-- start of ENTRIES SHOWN --
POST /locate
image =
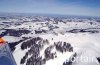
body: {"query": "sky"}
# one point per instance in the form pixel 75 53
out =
pixel 63 7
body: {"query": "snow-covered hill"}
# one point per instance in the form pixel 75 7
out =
pixel 41 40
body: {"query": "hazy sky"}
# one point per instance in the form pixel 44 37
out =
-- end of ENTRIES SHOWN --
Return every line of the entries above as a JSON list of strings, one string per line, skipping blank lines and leaving the images out.

__SOLVED PROBLEM__:
[
  "POST /locate",
  "image =",
  "body: {\"query\": \"sky\"}",
  "# one point per instance in the form pixel 75 53",
  "out =",
  "pixel 63 7",
  "body: {\"query\": \"snow-covered hill\"}",
  "# one point per instance in the form pixel 75 7",
  "out =",
  "pixel 41 40",
  "body: {\"query\": \"hazy sky\"}",
  "# one point per instance in the form pixel 44 37",
  "out ="
]